▸ **Task**
Arrange the records below as a Markdown table, taking only the lines from the one containing "Point out the green grass in this photo." up to and including the one containing "(1004, 502)". Use the columns Row and Line, with each line numbered in Row, and omit blank lines.
....
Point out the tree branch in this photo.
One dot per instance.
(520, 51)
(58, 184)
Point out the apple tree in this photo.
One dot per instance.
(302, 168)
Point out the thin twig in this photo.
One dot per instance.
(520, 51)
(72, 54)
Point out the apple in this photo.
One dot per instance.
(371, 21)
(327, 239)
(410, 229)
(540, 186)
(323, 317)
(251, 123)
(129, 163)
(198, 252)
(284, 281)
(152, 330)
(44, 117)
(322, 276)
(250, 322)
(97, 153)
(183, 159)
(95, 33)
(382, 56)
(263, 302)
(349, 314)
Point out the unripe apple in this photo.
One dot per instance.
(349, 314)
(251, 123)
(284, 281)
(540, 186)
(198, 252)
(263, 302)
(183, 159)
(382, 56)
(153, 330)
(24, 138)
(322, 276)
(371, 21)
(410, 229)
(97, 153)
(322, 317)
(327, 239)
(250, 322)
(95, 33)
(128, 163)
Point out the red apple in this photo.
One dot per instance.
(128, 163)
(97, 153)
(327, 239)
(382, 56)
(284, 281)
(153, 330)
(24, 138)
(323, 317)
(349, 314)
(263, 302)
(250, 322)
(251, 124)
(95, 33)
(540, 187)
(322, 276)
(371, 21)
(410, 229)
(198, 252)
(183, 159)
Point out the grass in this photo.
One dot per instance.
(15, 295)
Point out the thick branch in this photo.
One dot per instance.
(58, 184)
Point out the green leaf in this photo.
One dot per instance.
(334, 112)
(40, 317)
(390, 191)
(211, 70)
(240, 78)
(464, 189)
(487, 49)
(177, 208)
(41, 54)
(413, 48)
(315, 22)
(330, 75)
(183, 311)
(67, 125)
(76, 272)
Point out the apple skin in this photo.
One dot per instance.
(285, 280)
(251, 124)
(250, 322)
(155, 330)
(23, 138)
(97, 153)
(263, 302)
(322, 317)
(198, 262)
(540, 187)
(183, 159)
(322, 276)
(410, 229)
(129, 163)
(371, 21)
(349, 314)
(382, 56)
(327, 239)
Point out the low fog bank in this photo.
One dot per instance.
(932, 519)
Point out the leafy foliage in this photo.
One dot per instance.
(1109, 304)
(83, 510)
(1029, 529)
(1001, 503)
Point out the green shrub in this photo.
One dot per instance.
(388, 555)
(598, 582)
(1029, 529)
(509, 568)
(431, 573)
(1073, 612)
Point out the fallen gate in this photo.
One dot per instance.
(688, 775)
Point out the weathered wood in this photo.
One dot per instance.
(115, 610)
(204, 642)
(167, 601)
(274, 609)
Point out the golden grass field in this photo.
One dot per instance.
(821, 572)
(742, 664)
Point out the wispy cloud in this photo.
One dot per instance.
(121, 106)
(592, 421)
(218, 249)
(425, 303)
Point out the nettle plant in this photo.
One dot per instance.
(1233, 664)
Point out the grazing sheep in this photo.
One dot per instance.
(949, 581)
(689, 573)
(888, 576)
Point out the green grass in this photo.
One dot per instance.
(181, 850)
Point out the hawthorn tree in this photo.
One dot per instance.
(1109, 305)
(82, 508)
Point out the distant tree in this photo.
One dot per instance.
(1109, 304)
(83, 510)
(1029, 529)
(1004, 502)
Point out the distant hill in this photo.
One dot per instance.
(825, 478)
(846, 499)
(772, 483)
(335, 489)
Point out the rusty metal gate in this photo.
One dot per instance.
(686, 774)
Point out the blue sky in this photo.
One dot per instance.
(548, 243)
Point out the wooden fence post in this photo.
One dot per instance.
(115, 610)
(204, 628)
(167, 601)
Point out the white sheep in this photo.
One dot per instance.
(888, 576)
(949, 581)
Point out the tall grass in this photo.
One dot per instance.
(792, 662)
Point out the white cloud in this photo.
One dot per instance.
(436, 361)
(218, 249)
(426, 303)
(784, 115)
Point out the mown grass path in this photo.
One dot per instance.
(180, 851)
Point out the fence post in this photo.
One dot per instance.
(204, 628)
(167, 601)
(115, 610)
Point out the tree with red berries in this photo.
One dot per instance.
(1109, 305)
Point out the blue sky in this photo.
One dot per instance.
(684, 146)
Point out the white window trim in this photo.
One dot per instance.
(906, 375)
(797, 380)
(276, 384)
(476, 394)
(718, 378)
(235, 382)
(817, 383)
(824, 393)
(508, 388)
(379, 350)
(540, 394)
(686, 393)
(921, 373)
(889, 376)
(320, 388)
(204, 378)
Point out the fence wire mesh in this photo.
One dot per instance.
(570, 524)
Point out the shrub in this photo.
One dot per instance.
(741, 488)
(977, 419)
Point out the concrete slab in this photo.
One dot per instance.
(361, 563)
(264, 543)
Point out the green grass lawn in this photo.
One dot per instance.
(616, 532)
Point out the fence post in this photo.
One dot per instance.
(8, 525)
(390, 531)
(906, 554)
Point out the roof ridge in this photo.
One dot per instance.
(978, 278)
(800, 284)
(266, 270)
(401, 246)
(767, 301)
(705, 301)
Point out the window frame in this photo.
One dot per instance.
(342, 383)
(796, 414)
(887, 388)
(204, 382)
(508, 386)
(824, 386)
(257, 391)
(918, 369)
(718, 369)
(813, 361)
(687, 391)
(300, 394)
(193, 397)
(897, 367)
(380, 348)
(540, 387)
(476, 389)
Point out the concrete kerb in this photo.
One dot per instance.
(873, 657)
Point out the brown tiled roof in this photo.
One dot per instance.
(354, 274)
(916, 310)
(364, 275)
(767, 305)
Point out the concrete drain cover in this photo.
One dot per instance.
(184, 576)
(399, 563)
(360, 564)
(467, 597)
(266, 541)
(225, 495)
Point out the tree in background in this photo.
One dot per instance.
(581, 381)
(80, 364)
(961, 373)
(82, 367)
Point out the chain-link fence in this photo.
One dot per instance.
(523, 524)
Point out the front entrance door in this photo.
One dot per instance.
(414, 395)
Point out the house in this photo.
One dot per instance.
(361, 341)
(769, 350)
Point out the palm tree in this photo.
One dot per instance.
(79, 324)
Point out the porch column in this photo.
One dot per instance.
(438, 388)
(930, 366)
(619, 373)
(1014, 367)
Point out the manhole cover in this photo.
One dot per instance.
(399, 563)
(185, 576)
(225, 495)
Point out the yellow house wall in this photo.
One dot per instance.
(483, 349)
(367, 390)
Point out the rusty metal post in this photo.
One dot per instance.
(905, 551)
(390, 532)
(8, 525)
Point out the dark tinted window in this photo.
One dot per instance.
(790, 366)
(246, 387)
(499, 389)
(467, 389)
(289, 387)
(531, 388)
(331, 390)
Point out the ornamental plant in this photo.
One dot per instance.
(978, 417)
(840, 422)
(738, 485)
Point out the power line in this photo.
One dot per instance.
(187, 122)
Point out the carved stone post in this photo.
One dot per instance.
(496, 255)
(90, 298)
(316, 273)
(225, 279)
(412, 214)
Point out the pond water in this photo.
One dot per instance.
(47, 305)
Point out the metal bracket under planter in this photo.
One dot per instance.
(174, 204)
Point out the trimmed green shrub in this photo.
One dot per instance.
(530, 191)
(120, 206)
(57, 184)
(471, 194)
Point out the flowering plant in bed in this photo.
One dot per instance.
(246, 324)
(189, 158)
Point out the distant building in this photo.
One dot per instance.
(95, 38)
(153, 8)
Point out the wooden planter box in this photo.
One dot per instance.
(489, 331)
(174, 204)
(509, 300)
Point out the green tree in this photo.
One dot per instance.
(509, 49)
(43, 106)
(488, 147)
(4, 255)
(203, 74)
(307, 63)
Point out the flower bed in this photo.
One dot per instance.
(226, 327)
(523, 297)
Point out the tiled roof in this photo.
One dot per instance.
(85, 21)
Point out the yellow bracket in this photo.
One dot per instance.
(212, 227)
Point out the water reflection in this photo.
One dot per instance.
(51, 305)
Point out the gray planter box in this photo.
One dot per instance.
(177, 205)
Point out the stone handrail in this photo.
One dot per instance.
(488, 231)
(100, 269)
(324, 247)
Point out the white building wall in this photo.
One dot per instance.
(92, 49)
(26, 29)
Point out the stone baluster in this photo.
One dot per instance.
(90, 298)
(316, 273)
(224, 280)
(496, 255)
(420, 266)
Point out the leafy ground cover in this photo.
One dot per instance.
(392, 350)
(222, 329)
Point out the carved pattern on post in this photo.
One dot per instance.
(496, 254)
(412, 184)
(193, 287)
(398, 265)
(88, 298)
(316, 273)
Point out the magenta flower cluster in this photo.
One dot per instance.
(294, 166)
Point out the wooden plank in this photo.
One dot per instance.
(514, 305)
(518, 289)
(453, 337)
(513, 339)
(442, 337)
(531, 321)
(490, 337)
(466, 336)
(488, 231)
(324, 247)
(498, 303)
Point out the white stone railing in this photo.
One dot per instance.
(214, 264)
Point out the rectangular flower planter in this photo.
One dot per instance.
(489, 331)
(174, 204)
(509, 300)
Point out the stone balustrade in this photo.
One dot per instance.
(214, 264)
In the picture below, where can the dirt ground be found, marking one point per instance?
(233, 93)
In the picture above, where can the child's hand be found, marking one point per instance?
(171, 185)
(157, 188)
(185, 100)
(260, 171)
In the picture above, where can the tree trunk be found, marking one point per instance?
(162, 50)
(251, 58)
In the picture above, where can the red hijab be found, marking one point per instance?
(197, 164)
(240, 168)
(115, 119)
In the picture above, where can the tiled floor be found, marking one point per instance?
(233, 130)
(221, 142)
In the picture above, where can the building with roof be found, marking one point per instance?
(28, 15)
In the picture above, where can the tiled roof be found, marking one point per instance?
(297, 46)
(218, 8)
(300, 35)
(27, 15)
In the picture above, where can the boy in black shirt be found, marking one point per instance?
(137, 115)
....
▸ **Response for this exercise**
| Row | Line |
|---|---|
| 1 | Point out the green grass in this photo. |
| 2 | One dot per instance. |
| 3 | (181, 850) |
| 4 | Point out the hawthorn tree in this photo. |
| 5 | One dot per instance. |
| 6 | (1109, 305) |
| 7 | (82, 508) |
| 8 | Point out the distant tree in this photo. |
| 9 | One dot per instance. |
| 10 | (1109, 304) |
| 11 | (83, 510) |
| 12 | (1029, 529) |
| 13 | (1004, 502) |